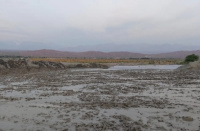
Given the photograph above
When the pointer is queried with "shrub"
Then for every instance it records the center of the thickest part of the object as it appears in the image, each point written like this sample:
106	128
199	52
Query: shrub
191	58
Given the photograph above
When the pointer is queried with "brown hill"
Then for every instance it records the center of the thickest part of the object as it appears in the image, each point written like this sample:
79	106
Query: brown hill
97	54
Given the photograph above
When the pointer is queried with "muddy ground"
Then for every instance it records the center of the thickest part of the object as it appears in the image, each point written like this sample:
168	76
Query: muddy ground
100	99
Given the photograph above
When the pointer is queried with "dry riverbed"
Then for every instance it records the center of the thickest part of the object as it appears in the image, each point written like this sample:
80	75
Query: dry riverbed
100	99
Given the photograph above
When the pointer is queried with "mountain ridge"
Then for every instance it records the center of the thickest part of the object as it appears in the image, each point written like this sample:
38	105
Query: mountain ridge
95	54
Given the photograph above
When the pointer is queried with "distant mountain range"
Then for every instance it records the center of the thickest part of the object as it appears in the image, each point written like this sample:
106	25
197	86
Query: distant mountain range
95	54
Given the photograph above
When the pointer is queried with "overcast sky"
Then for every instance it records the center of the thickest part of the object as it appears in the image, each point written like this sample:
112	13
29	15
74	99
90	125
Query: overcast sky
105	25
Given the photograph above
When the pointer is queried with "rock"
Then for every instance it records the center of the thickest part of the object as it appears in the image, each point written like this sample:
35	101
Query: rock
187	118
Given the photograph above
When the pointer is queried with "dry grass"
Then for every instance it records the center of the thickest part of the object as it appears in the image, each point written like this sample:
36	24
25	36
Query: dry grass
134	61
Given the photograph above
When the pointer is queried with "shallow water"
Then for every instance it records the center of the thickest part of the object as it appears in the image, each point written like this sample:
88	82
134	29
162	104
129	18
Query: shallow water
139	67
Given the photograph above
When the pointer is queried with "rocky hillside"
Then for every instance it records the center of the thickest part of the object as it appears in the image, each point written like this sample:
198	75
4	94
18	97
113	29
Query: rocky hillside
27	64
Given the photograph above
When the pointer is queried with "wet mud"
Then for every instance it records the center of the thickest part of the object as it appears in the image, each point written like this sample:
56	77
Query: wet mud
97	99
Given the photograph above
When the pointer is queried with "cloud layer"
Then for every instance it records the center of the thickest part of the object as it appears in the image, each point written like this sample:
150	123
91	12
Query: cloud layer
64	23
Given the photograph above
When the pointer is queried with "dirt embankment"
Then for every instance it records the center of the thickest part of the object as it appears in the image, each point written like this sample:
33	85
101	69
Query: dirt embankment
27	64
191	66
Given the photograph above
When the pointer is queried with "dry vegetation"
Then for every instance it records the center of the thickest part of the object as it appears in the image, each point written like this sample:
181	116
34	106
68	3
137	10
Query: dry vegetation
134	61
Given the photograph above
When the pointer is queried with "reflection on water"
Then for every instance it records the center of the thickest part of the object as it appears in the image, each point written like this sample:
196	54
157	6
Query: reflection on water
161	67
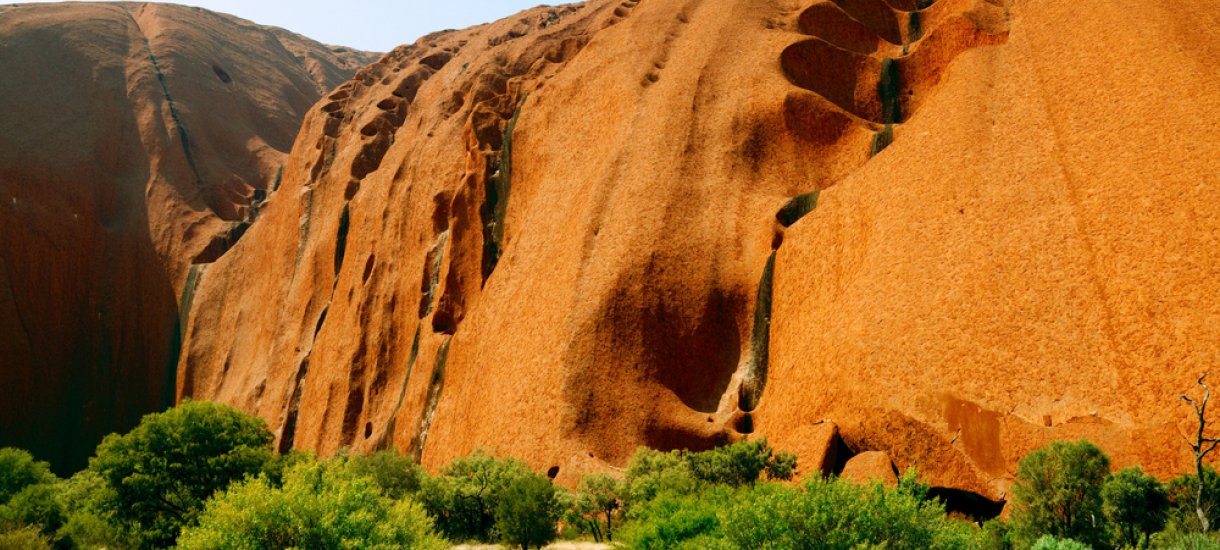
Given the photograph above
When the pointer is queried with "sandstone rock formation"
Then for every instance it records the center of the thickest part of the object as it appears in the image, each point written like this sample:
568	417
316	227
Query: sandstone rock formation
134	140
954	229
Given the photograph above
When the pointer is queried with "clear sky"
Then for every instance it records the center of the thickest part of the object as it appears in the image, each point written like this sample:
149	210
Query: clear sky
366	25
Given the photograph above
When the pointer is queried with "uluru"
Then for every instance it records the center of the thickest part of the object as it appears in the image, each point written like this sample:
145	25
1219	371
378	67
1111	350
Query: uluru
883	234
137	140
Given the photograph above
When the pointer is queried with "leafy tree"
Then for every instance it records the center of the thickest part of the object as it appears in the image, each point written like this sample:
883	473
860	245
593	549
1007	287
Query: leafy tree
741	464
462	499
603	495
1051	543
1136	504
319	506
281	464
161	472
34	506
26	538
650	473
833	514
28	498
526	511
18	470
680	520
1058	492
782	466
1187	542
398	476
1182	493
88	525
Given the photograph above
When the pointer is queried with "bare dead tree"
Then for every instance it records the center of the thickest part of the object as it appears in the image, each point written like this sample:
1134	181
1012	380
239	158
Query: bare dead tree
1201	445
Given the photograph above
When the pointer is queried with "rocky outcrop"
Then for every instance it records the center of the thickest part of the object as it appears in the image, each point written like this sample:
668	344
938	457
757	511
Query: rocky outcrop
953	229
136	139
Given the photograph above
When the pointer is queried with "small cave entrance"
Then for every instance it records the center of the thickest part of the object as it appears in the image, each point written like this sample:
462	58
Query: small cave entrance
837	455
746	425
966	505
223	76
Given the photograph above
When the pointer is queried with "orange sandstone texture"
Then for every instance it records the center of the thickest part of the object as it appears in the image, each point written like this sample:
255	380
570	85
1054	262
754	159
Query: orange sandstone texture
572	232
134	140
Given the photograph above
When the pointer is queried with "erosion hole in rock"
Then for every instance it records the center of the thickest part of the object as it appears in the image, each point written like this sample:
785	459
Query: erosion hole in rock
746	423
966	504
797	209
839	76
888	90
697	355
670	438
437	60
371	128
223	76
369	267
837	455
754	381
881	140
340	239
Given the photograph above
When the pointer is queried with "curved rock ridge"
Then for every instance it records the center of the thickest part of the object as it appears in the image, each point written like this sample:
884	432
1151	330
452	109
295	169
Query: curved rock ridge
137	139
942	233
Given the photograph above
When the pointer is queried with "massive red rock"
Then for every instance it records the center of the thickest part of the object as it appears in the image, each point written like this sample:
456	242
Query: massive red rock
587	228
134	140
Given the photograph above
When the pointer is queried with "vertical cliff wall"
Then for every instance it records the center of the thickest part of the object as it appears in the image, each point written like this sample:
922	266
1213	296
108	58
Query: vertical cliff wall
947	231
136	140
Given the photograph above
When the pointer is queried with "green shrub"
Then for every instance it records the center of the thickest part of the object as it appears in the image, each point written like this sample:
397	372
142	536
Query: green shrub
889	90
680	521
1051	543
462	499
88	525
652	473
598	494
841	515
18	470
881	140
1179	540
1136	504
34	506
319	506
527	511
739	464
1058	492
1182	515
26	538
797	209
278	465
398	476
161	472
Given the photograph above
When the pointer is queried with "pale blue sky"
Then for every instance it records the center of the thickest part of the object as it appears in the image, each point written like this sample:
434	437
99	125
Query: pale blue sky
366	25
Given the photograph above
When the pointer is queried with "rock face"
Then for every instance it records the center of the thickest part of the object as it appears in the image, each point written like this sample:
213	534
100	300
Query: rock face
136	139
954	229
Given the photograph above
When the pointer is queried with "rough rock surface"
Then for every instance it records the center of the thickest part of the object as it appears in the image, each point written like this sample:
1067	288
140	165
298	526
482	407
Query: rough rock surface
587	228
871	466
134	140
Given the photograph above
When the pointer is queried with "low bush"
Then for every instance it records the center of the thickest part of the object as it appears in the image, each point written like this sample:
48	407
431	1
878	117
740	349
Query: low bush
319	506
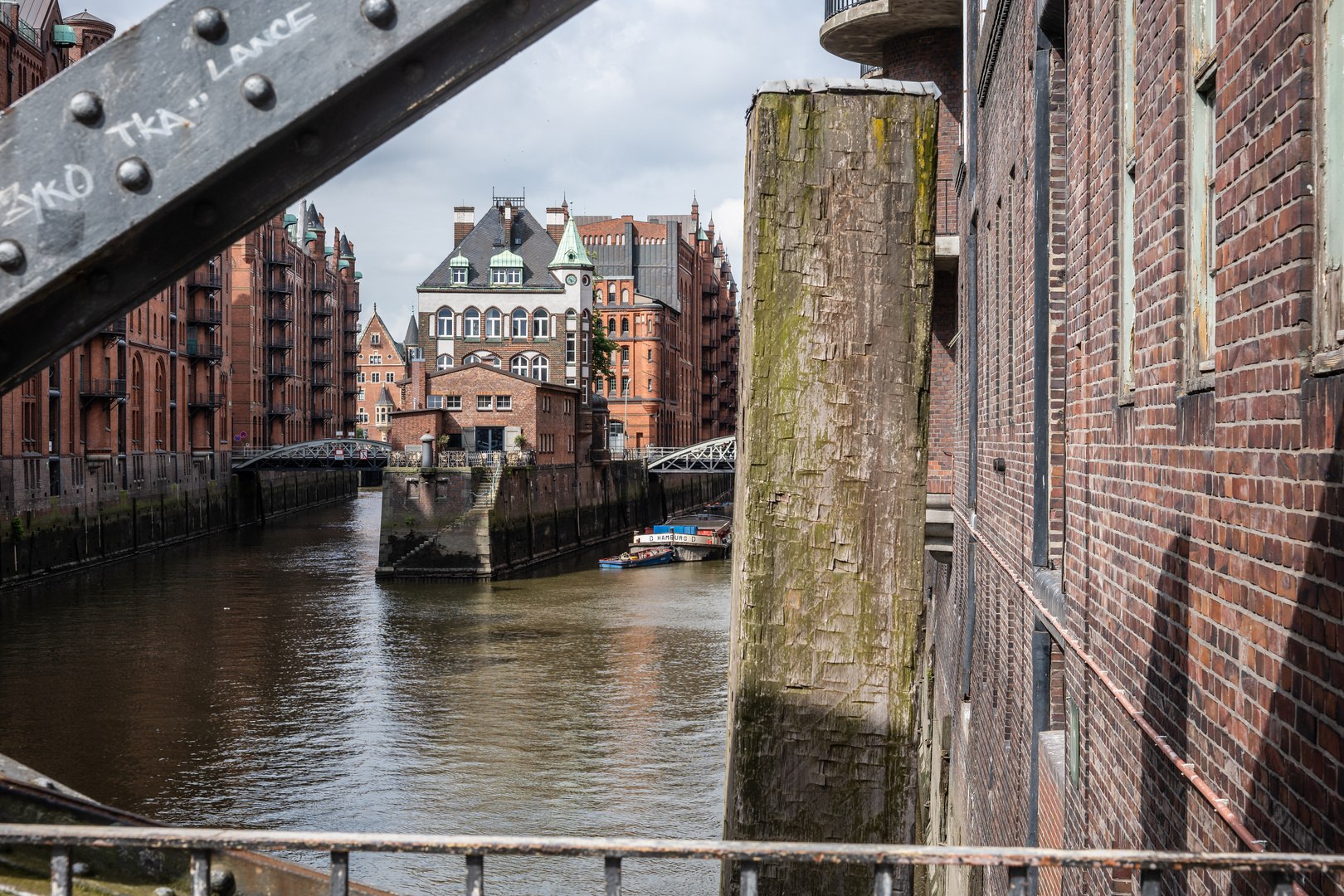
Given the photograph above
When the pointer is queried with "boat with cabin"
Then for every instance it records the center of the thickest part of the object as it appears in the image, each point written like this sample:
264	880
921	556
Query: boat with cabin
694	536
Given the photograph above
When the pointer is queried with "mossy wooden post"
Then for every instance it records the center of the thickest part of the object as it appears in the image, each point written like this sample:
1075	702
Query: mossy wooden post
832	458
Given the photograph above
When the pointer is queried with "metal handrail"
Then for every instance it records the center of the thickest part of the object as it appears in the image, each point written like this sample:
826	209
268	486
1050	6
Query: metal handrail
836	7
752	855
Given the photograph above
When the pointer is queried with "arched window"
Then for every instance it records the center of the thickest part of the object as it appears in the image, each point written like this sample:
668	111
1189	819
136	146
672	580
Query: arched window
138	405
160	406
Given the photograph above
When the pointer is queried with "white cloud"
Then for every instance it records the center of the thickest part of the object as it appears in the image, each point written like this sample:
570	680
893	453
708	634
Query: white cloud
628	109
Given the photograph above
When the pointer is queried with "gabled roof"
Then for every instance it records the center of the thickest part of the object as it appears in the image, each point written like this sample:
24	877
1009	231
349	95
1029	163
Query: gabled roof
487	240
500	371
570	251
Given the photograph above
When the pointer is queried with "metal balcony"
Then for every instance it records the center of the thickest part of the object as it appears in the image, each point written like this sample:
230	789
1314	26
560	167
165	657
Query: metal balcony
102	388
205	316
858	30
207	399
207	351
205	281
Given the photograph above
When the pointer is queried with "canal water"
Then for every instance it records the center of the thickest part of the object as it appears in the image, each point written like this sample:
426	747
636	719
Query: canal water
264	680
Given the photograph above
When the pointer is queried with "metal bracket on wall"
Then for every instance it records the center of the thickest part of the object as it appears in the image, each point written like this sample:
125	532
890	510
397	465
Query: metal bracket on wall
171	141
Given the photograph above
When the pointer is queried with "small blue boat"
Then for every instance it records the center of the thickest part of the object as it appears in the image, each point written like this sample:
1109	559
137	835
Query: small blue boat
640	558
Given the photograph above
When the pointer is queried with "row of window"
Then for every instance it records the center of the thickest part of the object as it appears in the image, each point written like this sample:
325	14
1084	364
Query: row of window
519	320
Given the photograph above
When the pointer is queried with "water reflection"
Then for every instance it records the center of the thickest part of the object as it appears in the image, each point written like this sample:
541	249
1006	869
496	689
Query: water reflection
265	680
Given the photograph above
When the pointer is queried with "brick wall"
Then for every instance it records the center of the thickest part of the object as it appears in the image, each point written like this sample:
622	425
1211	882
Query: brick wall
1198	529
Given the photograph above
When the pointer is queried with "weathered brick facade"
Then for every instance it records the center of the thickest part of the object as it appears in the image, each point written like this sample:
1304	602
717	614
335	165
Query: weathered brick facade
_____
> [INSTRUCTIONS FOR THE TASK]: Find every line in the records that contains the string "post" and copy each one. Matches must agree in case.

> [ANSWER IN FULL]:
When the pointer is queried with "mossy wooden post"
Query: mossy wooden post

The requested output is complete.